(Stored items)
* * *
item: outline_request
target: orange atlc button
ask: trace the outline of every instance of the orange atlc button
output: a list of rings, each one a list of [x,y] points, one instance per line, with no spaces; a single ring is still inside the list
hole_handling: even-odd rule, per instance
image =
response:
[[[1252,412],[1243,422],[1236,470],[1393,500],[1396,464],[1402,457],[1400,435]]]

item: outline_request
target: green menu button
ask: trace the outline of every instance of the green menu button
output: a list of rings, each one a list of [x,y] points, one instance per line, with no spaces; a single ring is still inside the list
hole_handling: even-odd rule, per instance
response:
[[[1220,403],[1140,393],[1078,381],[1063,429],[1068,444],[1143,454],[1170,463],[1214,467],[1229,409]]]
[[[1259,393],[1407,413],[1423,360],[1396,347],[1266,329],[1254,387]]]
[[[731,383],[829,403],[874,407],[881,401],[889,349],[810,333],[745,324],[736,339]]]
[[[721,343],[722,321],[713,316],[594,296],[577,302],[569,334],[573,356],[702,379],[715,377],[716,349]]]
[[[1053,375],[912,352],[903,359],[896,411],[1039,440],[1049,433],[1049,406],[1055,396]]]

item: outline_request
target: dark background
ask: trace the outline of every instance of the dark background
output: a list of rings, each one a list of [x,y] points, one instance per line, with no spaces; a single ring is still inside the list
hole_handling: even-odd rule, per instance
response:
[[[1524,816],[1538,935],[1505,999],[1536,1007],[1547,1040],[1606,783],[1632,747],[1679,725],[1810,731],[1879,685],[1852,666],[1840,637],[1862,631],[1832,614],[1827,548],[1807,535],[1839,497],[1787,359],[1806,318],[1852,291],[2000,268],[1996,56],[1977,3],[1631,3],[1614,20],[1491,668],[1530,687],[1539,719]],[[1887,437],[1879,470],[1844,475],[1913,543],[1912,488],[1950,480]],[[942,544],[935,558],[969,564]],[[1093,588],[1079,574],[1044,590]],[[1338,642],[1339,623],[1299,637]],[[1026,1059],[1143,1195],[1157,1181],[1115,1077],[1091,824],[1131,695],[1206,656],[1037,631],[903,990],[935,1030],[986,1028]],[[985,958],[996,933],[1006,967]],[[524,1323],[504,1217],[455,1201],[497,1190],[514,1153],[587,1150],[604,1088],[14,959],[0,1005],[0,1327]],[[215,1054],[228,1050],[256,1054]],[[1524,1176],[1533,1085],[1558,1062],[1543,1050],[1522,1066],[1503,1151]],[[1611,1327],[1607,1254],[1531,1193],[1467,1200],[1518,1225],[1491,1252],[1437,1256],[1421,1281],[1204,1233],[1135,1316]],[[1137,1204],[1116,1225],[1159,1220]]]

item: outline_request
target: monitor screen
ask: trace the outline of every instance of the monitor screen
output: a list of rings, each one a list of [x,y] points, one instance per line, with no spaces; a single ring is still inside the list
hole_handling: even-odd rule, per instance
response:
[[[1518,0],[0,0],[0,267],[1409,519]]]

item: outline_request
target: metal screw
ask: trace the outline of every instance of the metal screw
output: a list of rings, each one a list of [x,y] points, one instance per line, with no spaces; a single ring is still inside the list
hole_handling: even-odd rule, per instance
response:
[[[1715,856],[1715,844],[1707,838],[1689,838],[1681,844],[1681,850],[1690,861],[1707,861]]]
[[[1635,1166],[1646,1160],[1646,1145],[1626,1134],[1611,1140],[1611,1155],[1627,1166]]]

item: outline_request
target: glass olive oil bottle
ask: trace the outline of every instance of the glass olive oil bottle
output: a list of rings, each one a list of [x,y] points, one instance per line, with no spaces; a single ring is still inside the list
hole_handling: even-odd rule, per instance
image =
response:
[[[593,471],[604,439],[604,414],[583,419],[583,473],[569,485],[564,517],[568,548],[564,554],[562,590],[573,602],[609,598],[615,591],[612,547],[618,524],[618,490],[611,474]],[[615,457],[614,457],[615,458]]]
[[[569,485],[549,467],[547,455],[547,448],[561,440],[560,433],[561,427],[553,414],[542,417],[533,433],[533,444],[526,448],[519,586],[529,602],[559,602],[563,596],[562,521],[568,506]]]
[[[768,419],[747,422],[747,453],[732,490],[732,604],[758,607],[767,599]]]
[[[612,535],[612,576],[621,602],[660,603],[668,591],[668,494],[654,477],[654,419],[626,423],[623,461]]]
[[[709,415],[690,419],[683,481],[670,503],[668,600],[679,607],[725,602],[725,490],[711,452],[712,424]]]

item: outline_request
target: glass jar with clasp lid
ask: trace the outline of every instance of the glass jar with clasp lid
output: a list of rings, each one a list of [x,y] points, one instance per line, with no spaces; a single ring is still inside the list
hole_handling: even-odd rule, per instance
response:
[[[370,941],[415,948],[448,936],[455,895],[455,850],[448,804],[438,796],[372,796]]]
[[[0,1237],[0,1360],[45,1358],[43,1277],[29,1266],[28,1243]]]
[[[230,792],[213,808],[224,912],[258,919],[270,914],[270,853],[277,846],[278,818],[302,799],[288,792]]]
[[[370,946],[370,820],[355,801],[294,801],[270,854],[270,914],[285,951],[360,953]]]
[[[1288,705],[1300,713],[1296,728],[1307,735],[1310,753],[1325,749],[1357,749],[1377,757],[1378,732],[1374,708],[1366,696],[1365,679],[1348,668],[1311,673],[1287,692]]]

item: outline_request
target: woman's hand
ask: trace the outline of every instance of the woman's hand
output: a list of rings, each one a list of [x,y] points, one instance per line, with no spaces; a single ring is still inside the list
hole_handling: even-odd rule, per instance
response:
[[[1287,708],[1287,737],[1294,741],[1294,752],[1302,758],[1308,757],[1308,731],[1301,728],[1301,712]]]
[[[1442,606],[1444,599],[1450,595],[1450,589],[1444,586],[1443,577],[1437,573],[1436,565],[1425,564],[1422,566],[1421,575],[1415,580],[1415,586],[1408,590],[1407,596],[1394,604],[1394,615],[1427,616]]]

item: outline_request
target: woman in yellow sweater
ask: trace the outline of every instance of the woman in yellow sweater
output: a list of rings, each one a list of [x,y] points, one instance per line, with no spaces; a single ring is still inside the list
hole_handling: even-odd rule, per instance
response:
* * *
Copy out, exactly and alone, the lines of the entries above between the ones holding "target: dark background" and "target: metal screw", inclusive.

target: dark background
ask: trace the outline of every instance of the dark background
output: a list of rings, each one a list of [x,y] points, one instance per line, with no spaces; a single ring is still inside the list
hole_handling: even-odd rule, per instance
response:
[[[1524,816],[1538,935],[1505,999],[1536,1007],[1547,1040],[1606,783],[1632,747],[1679,725],[1810,731],[1879,685],[1852,666],[1840,637],[1862,631],[1832,614],[1827,548],[1807,535],[1839,497],[1787,359],[1806,318],[1852,291],[2000,268],[1996,56],[1977,3],[1631,3],[1614,20],[1491,668],[1530,687],[1539,719]],[[1887,437],[1879,470],[1844,475],[1913,543],[1912,488],[1950,480]],[[942,544],[935,558],[969,564]],[[1093,588],[1079,574],[1044,590]],[[1338,642],[1339,623],[1299,637]],[[1026,1059],[1143,1195],[1157,1181],[1115,1077],[1091,824],[1131,695],[1206,656],[1037,631],[903,990],[935,1030],[986,1028]],[[985,958],[996,933],[1006,967]],[[524,1323],[504,1217],[455,1201],[497,1190],[514,1153],[587,1150],[604,1088],[14,959],[0,1005],[0,1327]],[[215,1054],[228,1050],[256,1054]],[[1524,1176],[1533,1085],[1558,1062],[1543,1050],[1522,1066],[1503,1151]],[[1611,1327],[1607,1254],[1531,1193],[1467,1200],[1518,1225],[1491,1252],[1437,1256],[1421,1281],[1204,1233],[1135,1316]],[[1137,1204],[1116,1225],[1159,1220]]]

item: outline_request
target: monitor screen
ask: trace the outline of every instance of the monitor screen
output: a list of rings, each one a list of [x,y] points, one instance per line, with no spaces; a single ring is still inside the list
hole_handling: even-odd rule, per instance
response:
[[[1518,0],[0,0],[0,267],[1409,519]]]

item: outline_request
target: metal screw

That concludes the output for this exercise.